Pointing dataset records
================================

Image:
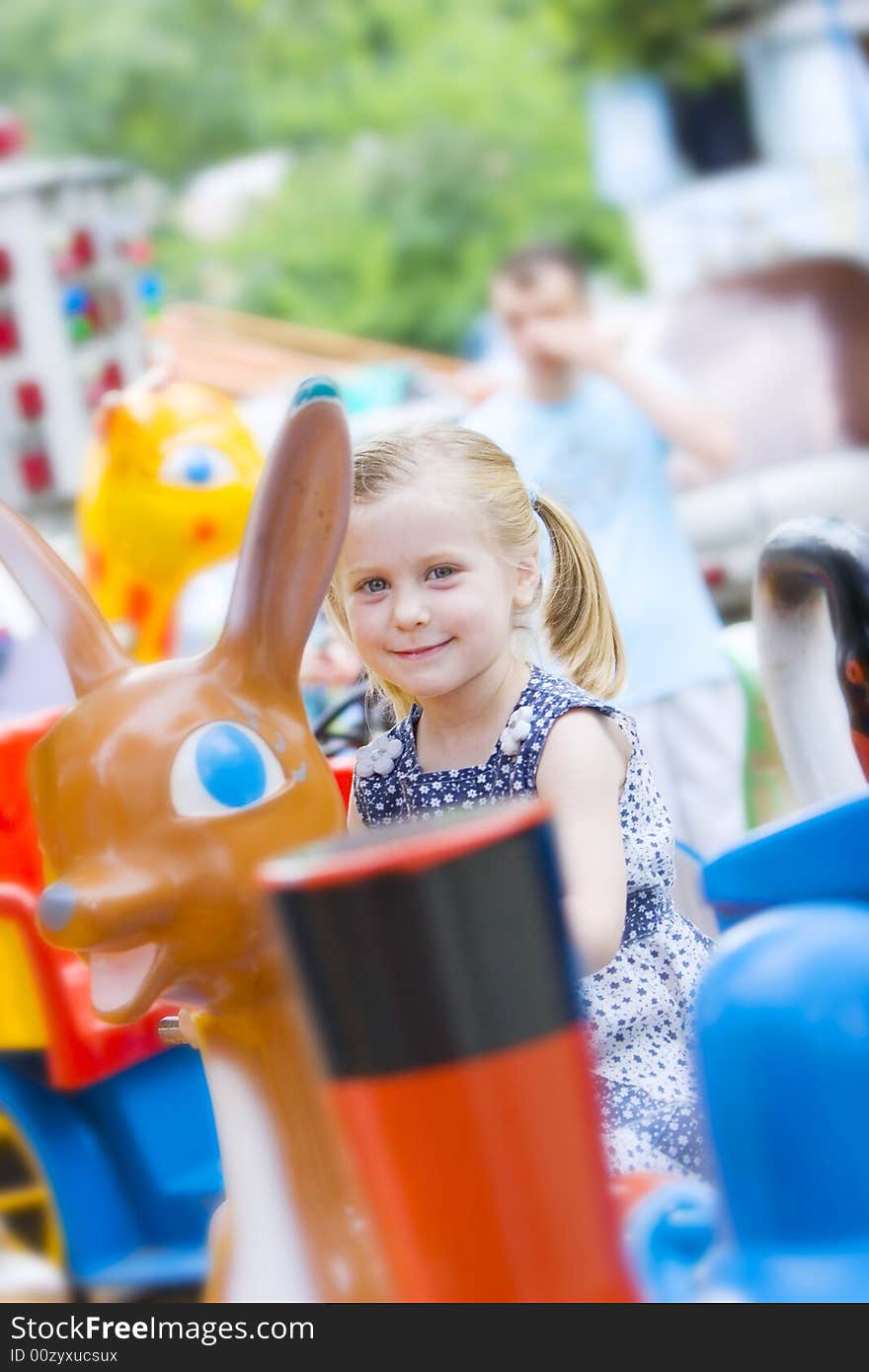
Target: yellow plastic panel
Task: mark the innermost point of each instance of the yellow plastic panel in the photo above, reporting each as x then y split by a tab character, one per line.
22	1026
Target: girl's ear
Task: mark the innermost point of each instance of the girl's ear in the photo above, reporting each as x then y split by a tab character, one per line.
294	534
527	582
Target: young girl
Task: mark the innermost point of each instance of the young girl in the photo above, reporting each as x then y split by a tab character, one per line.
438	572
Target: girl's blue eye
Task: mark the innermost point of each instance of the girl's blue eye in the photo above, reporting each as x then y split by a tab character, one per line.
222	767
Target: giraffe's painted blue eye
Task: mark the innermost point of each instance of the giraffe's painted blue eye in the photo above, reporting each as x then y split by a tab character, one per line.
198	467
222	767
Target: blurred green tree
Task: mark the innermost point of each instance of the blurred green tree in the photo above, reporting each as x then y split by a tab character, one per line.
430	137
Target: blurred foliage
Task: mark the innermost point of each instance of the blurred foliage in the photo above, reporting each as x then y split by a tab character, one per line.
430	137
669	38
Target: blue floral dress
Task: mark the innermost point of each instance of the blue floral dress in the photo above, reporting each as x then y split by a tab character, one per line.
640	1006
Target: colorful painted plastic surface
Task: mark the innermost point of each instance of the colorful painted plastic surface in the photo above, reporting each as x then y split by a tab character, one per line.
783	1024
20	850
44	992
822	855
80	1048
813	572
97	1181
157	795
168	486
457	1055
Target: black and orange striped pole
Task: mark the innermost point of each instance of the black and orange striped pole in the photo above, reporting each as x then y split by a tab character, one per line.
439	977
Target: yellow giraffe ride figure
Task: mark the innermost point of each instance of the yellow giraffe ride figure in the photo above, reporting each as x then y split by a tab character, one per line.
169	479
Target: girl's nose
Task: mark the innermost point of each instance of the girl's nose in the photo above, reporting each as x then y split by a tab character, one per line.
56	906
409	611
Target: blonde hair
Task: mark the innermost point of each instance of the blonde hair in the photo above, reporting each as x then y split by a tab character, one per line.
577	616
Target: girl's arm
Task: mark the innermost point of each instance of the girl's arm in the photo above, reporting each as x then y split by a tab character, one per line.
580	777
355	820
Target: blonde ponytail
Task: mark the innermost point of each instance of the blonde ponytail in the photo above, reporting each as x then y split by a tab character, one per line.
577	614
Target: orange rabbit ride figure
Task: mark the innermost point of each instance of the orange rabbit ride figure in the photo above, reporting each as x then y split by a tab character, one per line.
157	796
168	486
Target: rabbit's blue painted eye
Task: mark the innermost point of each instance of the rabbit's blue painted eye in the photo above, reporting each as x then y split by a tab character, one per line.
197	465
222	767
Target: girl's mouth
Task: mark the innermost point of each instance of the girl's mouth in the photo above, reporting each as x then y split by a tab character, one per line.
414	653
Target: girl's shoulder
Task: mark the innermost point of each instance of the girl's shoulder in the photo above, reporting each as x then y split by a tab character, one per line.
380	755
549	696
548	699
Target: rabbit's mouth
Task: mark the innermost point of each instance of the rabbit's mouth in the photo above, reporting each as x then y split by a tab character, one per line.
117	977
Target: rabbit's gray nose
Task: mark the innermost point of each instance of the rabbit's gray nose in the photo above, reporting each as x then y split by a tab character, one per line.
56	906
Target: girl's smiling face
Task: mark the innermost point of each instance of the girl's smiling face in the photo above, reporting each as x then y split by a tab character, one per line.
430	601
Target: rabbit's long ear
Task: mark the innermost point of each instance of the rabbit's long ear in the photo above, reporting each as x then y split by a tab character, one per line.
88	647
294	533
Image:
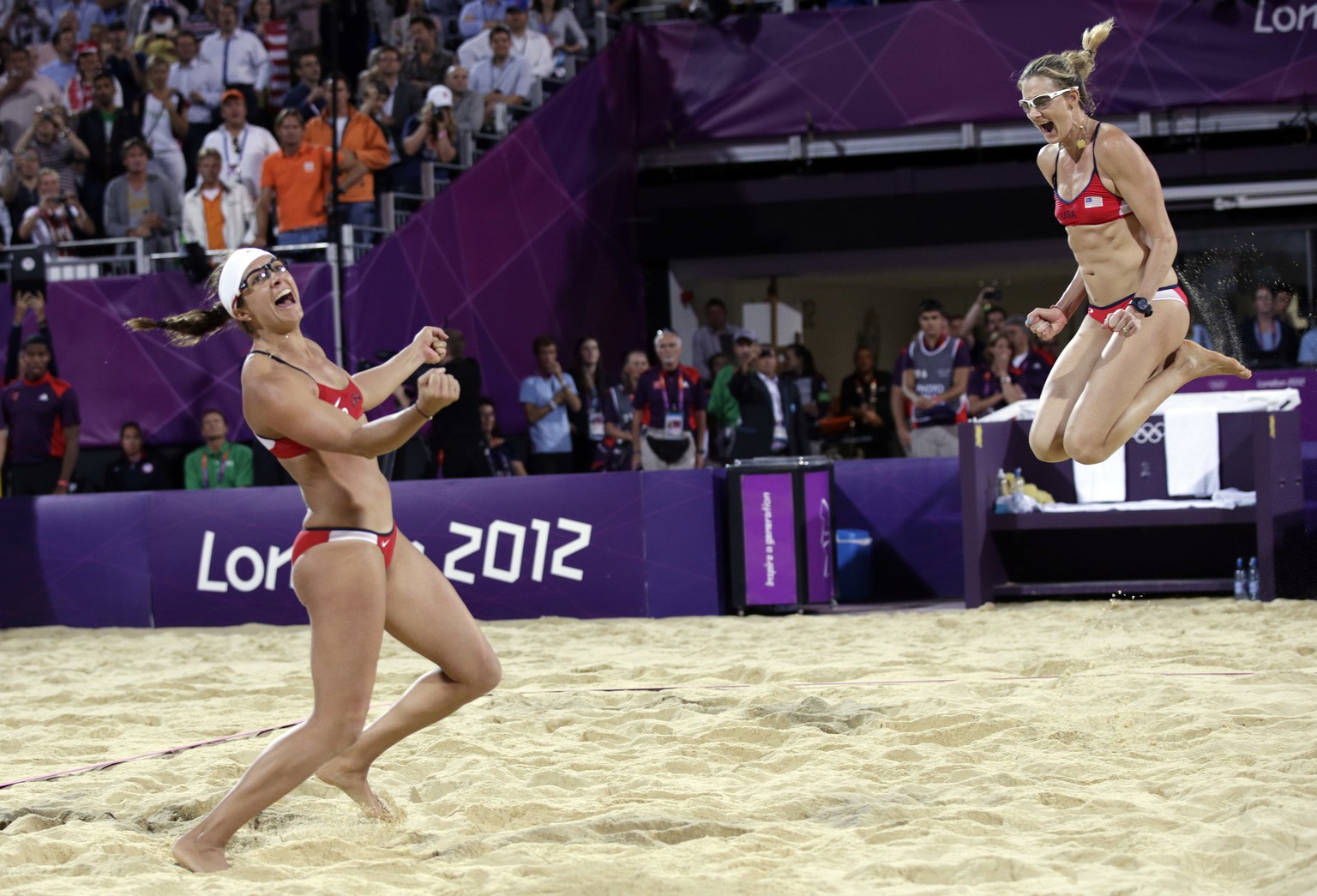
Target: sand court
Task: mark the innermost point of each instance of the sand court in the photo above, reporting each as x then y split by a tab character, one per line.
1088	746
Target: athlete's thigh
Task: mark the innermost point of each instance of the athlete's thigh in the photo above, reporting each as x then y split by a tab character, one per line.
424	613
1123	370
343	588
1067	378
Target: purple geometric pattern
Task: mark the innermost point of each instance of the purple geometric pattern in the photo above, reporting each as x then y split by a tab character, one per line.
943	62
532	240
538	236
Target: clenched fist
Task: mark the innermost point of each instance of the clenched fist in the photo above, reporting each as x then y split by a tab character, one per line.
436	390
432	343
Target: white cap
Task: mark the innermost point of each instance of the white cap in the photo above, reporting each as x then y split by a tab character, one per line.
232	274
440	96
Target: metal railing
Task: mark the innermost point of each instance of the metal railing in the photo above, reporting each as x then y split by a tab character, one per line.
87	258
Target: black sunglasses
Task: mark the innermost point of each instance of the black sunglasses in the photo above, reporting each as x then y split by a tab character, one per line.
262	273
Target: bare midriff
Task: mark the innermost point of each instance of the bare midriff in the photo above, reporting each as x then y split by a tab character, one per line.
343	490
1112	258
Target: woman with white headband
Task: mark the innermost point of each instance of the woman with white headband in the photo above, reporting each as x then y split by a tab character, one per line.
354	572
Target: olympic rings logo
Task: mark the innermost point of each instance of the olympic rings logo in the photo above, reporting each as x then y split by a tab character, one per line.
1150	434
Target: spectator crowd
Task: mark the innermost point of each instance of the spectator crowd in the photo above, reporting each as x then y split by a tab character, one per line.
108	108
737	398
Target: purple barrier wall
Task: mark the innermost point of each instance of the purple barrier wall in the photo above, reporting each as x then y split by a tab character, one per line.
623	544
124	376
533	240
74	562
923	63
602	545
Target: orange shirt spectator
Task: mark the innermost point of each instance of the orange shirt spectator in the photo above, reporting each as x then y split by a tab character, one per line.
360	135
297	179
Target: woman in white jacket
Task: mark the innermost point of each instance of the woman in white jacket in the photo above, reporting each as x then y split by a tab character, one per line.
235	225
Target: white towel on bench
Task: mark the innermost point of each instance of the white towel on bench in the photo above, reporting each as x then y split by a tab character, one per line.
1192	452
1100	483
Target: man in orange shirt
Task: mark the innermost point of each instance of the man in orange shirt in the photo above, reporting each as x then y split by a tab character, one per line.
297	179
360	135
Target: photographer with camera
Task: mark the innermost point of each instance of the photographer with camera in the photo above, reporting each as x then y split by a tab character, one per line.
56	144
28	24
987	307
21	93
56	216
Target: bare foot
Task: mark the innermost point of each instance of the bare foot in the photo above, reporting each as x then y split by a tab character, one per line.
189	853
1196	361
354	785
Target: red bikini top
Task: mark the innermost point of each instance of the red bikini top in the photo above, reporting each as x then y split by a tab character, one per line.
1096	204
348	400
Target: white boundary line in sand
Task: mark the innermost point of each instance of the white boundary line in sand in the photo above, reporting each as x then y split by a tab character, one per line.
636	689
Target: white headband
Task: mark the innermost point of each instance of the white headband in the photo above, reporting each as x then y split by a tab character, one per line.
232	274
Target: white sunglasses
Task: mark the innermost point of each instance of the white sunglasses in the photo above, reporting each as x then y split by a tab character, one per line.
1043	99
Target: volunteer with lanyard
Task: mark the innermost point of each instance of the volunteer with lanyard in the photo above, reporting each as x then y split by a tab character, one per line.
218	464
671	406
1129	353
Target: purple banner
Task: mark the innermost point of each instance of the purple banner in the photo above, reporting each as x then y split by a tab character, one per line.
683	522
768	526
820	552
862	70
124	376
623	544
536	238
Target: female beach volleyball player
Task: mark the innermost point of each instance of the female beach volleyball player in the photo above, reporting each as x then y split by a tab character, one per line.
354	572
1129	353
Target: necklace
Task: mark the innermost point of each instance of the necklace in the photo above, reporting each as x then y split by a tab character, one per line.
1081	142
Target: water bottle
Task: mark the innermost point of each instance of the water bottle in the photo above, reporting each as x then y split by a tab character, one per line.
1017	493
1002	503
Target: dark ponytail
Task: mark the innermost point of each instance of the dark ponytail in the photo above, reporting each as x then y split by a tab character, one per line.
191	327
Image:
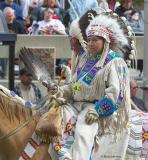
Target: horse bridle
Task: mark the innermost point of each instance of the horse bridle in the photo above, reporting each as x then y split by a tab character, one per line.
14	131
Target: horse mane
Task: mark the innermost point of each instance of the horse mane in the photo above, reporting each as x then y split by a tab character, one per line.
13	109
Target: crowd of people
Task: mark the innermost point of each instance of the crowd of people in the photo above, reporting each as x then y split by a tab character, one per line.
26	16
46	17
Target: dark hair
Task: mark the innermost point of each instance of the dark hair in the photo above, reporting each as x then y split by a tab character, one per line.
24	71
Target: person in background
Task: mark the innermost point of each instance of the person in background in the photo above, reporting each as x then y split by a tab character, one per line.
103	4
137	101
52	4
16	7
26	89
113	4
49	25
126	8
79	7
14	26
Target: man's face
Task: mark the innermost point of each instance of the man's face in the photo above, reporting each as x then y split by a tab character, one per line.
48	16
26	79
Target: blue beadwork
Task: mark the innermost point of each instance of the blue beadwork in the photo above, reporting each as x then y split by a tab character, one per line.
105	107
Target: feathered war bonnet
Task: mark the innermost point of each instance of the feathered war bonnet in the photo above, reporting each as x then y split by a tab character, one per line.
116	31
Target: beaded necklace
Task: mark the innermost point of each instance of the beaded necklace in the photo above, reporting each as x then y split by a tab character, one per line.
90	63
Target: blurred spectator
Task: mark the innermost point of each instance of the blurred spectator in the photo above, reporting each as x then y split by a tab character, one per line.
13	25
26	89
52	4
113	4
137	101
30	9
14	6
136	21
126	8
29	5
49	25
79	7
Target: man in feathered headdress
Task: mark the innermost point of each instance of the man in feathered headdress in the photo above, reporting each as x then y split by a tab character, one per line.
96	122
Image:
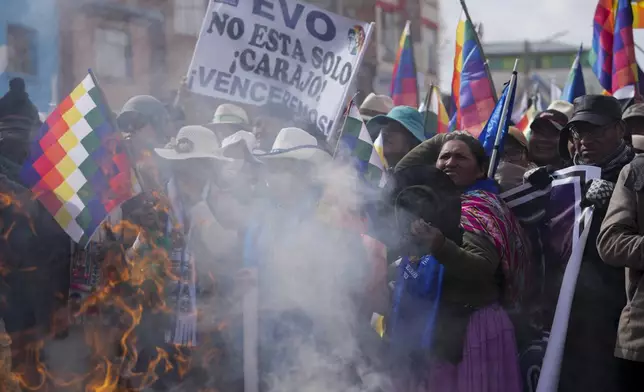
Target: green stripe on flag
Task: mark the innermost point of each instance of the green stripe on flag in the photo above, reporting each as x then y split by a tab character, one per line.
352	127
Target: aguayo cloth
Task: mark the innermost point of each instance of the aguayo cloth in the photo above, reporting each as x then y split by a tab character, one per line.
183	291
484	213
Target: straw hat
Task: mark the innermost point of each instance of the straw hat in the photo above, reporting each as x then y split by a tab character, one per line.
228	113
295	143
374	105
193	141
240	140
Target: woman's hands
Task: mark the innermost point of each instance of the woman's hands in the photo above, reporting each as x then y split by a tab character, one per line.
427	234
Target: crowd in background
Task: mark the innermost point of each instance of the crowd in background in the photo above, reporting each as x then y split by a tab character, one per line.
218	197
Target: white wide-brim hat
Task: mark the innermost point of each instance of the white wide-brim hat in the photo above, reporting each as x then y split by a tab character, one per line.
295	143
241	139
193	141
375	105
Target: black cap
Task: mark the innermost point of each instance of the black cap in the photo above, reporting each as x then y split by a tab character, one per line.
552	117
596	109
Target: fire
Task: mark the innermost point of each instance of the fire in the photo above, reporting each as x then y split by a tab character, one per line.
128	286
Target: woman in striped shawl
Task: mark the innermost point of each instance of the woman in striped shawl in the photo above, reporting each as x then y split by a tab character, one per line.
485	279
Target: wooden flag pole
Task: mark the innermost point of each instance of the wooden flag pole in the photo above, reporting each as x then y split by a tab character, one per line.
502	123
428	101
347	110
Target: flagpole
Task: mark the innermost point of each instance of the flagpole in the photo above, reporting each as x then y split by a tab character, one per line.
112	120
478	42
504	114
428	101
347	110
365	45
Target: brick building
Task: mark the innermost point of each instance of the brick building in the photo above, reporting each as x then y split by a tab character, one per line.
29	48
145	46
123	42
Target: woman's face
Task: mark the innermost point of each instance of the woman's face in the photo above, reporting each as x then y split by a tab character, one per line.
459	163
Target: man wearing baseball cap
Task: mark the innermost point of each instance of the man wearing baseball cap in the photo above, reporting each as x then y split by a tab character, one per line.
543	136
597	131
634	118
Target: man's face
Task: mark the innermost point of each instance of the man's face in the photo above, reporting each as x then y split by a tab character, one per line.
635	125
396	142
543	144
596	143
514	152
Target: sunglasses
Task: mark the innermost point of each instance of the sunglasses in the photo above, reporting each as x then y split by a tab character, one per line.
594	133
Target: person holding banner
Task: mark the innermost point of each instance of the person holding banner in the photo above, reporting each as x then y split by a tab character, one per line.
620	244
597	131
543	135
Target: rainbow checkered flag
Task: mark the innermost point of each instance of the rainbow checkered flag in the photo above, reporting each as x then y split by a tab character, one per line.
360	146
77	166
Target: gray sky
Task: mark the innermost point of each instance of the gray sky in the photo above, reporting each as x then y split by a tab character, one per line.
518	20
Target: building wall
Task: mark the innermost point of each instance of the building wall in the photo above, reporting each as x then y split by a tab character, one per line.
121	41
35	24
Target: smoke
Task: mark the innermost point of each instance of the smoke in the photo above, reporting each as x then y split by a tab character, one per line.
314	287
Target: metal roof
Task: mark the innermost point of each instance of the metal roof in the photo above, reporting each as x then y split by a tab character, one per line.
515	47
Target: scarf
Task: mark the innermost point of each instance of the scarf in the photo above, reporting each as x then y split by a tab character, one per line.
484	213
183	292
613	164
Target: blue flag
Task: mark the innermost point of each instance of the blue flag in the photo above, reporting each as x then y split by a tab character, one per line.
488	135
575	86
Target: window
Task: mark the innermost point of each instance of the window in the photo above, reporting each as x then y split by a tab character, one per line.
430	41
113	53
21	50
188	16
392	28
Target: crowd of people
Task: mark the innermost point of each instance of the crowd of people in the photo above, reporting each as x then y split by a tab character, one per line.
460	283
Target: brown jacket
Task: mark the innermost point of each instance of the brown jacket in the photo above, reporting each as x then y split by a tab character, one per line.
621	244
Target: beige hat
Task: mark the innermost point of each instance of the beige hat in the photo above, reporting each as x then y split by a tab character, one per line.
638	142
295	143
564	107
228	113
192	141
374	105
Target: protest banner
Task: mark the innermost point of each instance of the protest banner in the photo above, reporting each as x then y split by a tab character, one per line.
563	226
283	52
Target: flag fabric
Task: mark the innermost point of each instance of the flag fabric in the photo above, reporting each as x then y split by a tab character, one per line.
77	166
555	91
575	86
358	141
613	52
488	135
434	113
519	109
638	14
528	116
473	97
404	86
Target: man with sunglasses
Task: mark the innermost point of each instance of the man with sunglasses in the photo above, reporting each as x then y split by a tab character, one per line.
597	131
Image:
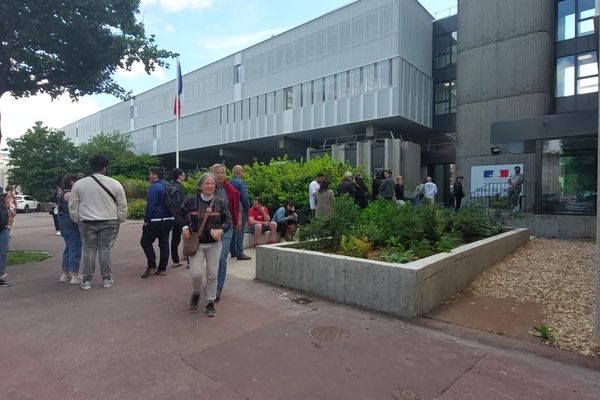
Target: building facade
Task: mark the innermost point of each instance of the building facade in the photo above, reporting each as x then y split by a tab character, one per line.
383	84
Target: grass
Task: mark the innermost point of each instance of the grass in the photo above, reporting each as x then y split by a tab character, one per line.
17	257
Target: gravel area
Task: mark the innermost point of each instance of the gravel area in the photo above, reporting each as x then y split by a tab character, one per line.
558	274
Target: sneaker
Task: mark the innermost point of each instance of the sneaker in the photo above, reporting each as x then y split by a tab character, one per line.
194	301
4	283
210	309
149	272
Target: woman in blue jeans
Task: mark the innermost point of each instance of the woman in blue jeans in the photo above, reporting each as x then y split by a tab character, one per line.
70	233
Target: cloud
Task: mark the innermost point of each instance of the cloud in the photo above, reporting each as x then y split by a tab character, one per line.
137	71
179	5
239	42
18	115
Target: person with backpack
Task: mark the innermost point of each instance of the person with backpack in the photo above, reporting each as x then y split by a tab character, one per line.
158	222
176	195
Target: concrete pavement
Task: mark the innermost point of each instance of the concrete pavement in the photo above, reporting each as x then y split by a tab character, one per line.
137	340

================================

__WHAT IS BEING ASKED__
Return every line from the one holding "Target: grass" through the end of the data, exactly as it appears, with both ends kept and nothing else.

__REPLY TO THE EXERCISE__
Target: grass
Task: mark the innermost point of each instance of the grass in the photo above, reporting each as x then y split by a tab character, one per line.
17	257
Target: gravel area
Task: mark the innermost point of each instance of the gravel area in the photo above, reporting each as x then y split by a tab character, one per line.
558	274
Target: sneaker
Task: mark the innermost point of each instance of the sneaker in the photo above, reporting each as x then y split by a tab character, one per line.
194	301
4	283
210	309
149	272
Target: woman in blue jeans
Task: mark the innermost point of each instance of the woman in blue jeans in the photo above, reporting each as x then y split by a tab character, one per line.
70	233
Target: cloud
Task: mark the innermost point of each instance of the cloud in the photo above, reporting each as x then y split by a tab character, one per line.
137	71
179	5
239	42
18	115
Target: person with backpack
Task: mark the innermost point of each instance of the person with backpack in the photo above, reporting each as x then y split by a tab character, one per line.
158	222
176	195
Target: concrete pavement
Task: mark the innermost point of each instance of the concrete pavement in the photo above, reporting each as x then y split by a tab character, one per line.
137	340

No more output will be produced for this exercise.